## BEGIN Document excerpt

Abstract
Pose transfer, which synthesizes a new image of a target person in a novel pose, is valuable in several applications. Generative adversarial networks (GAN) based pose transfer is a new way for person re-identification (re-ID). Typical perceptual metrics, like Detection Score (DS) and Inception Score (IS), were employed to assess the visual quality after generation in pose transfer task. Thus, the existing GAN-based methods do not directly benefit from these metrics which are highly associated with human ratings. In this paper, a perceptual metrics guided GAN (PIGGAN) framework is proposed to intrinsically optimize generation processing for pose transfer task. Specifically, a novel and general model-Evaluator that matches well the GAN is designed. Accordingly, a new Sort Loss (SL) is constructed to optimize the perceptual quality. Morevover, PIGGAN is highly flexible and extensible and can incorporate both differentiable and indifferentiable indexes to optimize the attitude migration process. Extensive experiments show that PIGGAN can generate photo-realistic results and quantitatively outperforms state-of-the-art (SOTA) methods.
Introduction
Human pose transfer is an instantiation task that synthesizes a new image of a target person in a novel pose given a single image of the person [1, 2]. A few generated samples can be seen in Fig. 1. This topic is valuable in several applications, like video generation, movie making, and person re-identification [3, 4, 5, 6, 7, 8].
Generated samples by PIGGAN based on Market-1501.

## END Document excerpt

Short task 1: Rewrite the rows as a numbered list, from the first row through the row containing "column 322, row 123", leaving out any blank lines.

## BEGIN Dataset content

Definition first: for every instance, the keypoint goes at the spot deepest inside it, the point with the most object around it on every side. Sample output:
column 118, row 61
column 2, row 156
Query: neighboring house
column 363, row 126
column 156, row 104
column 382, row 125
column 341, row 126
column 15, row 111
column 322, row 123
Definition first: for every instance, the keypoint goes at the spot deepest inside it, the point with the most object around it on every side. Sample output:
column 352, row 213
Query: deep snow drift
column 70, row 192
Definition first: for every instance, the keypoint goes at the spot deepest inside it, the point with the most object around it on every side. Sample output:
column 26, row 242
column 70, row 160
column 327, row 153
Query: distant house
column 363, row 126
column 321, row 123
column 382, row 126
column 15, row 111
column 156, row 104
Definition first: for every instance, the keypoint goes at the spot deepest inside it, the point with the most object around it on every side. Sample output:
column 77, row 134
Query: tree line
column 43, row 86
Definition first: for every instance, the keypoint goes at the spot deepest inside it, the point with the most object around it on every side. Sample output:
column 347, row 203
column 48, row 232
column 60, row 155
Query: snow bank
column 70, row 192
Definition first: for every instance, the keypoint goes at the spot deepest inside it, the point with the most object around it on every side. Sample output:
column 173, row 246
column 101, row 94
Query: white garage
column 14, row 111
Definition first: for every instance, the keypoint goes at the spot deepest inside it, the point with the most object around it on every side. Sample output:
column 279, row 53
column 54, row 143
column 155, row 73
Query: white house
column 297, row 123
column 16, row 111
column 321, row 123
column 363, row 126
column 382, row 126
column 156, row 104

## END Dataset content

Short task 2: Copy the pose transfer excerpt word for word, from "Introduction" to "based on Market-1501.".

Task response 1:
1. Definition first: for every instance, the keypoint goes at the spot deepest inside it, the point with the most object around it on every side. Sample output:
2. column 118, row 61
3. column 2, row 156
4. Query: neighboring house
5. column 363, row 126
6. column 156, row 104
7. column 382, row 125
8. column 341, row 126
9. column 15, row 111
10. column 322, row 123

Task response 2:
Introduction
Human pose transfer is an instantiation task that synthesizes a new image of a target person in a novel pose given a single image of the person [1, 2]. A few generated samples can be seen in Fig. 1. This topic is valuable in several applications, like video generation, movie making, and person re-identification [3, 4, 5, 6, 7, 8].
Generated samples by PIGGAN based on Market-1501.